Data supplied:
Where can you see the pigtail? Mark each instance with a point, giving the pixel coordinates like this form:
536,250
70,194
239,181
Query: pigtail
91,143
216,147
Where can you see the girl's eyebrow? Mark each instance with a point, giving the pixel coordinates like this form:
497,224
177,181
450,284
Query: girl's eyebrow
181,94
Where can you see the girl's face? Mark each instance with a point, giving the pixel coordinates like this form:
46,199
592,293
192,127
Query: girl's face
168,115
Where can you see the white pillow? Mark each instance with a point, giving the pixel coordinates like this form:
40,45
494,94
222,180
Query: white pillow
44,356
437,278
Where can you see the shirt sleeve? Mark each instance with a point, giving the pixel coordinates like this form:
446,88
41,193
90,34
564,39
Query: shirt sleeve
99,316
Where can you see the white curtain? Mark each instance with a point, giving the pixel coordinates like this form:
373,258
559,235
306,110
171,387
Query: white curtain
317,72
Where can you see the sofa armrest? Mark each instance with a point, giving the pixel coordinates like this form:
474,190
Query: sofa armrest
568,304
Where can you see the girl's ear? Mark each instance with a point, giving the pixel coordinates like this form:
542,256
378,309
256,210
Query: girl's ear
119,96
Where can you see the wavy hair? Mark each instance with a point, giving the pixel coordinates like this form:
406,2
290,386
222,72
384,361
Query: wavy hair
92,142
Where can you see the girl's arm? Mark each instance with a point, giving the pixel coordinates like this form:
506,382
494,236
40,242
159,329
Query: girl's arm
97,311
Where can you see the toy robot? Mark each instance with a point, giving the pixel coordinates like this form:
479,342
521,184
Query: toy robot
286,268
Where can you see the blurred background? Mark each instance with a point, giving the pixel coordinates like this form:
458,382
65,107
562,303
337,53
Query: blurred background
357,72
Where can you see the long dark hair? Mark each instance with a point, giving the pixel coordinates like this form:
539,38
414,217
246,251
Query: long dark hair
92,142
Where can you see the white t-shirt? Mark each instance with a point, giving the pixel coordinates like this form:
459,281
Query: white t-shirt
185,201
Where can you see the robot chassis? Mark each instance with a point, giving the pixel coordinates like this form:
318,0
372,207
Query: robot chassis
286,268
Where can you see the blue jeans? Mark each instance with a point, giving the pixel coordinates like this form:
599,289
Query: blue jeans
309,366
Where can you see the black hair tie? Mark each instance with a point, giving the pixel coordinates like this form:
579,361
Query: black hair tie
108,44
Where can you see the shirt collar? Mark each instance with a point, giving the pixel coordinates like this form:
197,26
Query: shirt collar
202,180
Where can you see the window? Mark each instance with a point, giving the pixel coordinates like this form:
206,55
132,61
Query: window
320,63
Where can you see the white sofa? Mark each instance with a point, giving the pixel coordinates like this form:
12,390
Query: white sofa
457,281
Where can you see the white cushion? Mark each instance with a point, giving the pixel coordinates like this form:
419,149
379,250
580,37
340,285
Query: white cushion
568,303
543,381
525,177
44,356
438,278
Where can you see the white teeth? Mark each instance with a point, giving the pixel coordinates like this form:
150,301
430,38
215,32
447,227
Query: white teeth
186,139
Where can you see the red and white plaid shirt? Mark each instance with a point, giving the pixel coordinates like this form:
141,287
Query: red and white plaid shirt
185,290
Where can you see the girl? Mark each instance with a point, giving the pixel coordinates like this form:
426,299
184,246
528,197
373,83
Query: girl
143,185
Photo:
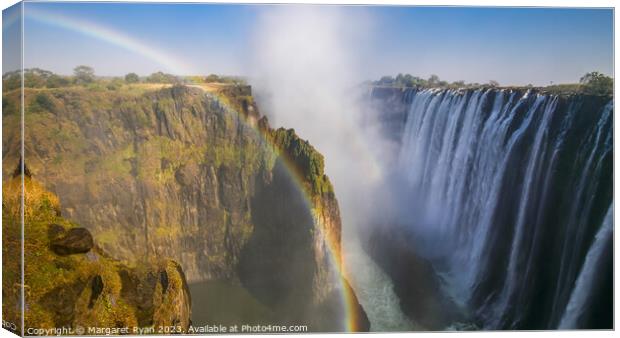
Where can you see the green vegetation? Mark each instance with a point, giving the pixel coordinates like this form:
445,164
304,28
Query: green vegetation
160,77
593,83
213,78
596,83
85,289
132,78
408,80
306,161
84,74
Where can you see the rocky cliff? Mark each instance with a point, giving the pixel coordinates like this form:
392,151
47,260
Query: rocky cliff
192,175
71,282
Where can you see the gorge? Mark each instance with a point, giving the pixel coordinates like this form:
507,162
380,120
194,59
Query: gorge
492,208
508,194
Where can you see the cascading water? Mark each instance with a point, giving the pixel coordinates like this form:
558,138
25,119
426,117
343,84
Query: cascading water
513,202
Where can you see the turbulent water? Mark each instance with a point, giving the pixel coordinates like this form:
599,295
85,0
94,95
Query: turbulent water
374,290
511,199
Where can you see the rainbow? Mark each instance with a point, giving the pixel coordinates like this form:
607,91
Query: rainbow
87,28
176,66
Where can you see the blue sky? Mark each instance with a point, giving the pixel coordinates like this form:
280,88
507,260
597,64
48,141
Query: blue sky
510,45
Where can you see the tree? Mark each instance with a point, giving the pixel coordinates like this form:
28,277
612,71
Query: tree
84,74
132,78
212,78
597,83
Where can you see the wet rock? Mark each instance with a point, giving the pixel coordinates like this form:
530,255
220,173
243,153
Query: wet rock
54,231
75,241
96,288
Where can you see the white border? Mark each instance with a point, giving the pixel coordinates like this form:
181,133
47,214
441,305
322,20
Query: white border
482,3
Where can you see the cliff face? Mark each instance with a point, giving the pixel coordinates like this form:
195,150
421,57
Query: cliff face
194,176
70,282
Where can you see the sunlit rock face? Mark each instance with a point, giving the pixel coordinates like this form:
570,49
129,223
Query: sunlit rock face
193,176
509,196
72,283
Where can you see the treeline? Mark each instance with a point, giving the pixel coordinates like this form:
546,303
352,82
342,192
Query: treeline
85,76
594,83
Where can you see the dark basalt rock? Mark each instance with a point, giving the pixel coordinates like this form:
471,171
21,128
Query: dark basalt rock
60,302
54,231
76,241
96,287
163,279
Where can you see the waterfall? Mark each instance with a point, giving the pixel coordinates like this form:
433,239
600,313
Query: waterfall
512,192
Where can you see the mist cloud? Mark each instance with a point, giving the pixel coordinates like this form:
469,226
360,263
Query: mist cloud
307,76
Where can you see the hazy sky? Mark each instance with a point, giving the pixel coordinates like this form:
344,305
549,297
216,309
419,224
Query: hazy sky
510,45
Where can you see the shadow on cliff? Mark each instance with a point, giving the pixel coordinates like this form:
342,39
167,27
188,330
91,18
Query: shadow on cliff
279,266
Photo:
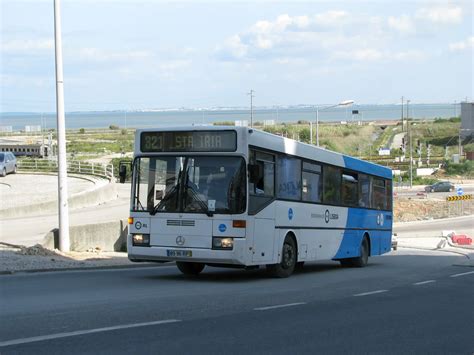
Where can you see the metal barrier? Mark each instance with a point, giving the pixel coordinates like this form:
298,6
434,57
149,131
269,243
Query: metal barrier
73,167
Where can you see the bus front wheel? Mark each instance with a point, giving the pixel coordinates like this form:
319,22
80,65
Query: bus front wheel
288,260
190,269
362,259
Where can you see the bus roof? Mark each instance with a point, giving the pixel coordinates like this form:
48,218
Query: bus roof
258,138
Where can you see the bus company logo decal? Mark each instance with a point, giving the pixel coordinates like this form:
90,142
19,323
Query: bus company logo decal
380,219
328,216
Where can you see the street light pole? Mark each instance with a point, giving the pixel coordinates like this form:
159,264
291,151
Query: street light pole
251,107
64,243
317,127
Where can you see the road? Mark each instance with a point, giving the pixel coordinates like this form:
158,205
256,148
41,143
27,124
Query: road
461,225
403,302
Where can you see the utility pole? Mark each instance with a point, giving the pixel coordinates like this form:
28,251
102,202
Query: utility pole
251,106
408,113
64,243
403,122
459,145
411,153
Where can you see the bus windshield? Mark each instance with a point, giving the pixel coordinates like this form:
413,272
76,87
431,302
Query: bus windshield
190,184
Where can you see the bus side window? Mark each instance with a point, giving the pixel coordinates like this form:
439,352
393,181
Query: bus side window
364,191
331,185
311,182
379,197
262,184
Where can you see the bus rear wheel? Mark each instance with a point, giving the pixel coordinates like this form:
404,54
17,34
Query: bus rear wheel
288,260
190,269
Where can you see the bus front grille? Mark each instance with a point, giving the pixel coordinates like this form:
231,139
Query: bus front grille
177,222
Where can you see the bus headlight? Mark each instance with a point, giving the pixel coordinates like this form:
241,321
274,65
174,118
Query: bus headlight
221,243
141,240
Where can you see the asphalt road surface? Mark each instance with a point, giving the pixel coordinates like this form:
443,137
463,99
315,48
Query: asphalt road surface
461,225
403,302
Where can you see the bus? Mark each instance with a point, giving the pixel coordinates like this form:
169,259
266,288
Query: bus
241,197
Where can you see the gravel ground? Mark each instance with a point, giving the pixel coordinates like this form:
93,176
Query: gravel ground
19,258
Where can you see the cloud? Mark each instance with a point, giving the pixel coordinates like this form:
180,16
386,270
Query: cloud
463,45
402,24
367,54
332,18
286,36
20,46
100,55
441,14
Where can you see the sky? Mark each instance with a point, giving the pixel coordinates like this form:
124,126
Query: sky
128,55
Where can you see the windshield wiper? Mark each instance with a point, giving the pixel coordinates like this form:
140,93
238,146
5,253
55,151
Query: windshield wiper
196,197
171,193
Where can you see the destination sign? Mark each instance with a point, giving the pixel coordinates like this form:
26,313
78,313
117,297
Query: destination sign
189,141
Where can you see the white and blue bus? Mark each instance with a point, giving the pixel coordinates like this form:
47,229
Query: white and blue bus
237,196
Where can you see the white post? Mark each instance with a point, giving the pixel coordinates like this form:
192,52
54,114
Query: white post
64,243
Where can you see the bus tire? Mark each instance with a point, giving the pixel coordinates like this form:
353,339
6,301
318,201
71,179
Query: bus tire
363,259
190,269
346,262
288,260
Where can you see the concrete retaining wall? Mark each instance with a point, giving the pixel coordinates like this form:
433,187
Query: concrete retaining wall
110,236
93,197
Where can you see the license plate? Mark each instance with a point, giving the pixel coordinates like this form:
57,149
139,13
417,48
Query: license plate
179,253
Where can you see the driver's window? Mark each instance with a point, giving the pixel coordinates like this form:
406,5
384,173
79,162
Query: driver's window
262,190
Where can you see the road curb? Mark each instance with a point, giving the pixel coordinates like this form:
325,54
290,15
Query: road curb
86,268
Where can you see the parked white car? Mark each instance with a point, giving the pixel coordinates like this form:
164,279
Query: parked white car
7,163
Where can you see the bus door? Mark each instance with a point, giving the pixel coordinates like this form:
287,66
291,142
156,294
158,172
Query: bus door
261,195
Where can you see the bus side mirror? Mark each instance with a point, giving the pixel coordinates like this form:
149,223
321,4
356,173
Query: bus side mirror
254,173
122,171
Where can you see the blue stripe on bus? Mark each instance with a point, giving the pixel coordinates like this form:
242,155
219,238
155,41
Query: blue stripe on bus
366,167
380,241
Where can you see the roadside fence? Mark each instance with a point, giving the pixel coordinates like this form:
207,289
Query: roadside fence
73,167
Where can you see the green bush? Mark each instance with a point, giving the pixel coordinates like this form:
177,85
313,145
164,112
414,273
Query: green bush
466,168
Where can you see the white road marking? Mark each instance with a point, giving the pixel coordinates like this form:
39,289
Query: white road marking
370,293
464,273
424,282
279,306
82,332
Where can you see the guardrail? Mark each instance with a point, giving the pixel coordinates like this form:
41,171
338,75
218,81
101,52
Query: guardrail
* * *
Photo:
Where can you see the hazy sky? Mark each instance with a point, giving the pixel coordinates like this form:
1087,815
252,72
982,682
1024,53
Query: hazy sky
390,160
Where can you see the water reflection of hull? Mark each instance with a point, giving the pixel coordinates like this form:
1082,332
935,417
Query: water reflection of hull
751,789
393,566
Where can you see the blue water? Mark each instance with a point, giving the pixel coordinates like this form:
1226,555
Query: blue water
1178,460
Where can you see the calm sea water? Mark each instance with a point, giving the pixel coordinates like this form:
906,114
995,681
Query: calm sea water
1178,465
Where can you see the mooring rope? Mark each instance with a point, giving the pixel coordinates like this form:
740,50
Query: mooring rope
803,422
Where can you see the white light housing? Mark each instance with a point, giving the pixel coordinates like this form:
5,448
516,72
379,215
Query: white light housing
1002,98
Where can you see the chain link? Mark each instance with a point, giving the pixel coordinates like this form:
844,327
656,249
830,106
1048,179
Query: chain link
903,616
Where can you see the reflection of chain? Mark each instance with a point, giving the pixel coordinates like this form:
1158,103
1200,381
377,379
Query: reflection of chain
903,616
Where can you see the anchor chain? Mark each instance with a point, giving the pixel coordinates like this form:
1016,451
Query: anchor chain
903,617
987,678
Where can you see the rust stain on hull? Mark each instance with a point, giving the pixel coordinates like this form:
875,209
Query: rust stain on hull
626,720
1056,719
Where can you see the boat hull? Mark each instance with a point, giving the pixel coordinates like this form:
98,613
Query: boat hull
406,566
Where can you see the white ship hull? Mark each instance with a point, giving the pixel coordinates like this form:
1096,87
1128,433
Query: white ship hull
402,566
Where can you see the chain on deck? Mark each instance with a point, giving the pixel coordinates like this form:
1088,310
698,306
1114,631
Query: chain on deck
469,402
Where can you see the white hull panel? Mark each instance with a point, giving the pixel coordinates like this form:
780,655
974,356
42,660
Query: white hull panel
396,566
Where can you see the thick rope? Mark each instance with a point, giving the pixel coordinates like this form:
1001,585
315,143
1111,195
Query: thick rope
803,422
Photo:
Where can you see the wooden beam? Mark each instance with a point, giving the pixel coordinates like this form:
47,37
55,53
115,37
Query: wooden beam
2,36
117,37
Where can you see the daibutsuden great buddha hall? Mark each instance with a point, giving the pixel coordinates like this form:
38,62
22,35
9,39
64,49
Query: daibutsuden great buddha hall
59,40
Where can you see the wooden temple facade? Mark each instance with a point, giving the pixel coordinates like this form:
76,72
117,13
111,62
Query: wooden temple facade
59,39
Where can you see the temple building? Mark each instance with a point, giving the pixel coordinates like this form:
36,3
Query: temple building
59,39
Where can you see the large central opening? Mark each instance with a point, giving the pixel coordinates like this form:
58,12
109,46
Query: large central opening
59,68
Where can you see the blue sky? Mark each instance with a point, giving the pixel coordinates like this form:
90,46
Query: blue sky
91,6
...
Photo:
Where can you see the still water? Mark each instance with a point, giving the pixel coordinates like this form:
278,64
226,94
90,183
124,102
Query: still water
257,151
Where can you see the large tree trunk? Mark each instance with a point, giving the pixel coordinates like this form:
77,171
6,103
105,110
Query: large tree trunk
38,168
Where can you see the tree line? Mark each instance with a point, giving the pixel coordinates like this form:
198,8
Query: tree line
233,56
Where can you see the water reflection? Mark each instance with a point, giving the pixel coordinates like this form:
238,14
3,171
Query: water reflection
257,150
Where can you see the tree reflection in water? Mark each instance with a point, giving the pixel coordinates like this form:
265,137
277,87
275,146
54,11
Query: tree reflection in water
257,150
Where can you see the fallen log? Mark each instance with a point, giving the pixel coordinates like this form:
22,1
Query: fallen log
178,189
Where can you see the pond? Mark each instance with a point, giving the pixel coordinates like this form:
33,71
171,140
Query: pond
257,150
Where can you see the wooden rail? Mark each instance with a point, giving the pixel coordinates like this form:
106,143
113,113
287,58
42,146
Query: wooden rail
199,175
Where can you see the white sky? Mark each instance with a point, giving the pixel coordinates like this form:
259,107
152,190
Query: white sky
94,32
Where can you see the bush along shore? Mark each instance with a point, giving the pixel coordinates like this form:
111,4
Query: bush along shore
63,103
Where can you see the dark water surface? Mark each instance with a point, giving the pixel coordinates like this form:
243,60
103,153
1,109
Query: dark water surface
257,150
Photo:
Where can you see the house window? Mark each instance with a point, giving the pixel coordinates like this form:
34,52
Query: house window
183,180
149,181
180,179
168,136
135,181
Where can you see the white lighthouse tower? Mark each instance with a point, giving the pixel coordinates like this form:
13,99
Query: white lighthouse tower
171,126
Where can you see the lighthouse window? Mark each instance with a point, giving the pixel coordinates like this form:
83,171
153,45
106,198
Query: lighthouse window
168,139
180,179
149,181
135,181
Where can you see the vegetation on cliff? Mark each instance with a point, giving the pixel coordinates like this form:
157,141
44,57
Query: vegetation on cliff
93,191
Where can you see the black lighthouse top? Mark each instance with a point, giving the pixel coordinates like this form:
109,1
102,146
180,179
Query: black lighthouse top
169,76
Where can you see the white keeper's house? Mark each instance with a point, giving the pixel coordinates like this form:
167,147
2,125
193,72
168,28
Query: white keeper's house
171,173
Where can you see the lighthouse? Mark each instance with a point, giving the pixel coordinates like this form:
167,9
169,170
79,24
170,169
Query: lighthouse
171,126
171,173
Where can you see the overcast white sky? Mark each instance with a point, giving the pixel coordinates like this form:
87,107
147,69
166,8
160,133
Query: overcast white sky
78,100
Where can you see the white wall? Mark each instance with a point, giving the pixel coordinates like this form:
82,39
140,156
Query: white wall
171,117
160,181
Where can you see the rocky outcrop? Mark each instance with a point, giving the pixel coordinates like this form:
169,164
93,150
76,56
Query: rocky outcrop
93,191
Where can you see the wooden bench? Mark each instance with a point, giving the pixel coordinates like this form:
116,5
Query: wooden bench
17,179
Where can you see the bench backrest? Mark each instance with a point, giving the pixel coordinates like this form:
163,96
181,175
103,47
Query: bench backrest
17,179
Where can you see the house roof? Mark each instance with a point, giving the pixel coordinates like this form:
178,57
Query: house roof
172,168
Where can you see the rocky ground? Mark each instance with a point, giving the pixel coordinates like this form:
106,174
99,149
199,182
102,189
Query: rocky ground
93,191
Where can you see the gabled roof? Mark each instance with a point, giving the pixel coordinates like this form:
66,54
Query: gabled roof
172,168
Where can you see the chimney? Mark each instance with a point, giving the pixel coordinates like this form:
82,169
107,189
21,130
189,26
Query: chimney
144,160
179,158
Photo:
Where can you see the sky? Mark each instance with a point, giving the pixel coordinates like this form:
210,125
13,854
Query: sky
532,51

Task instructions: Go through the records and pull out each line that includes the word "guardrail".

Response area:
Where can you see the guardrail? Mark each instance with a point, giving the pixel coordinates like this form:
Query: guardrail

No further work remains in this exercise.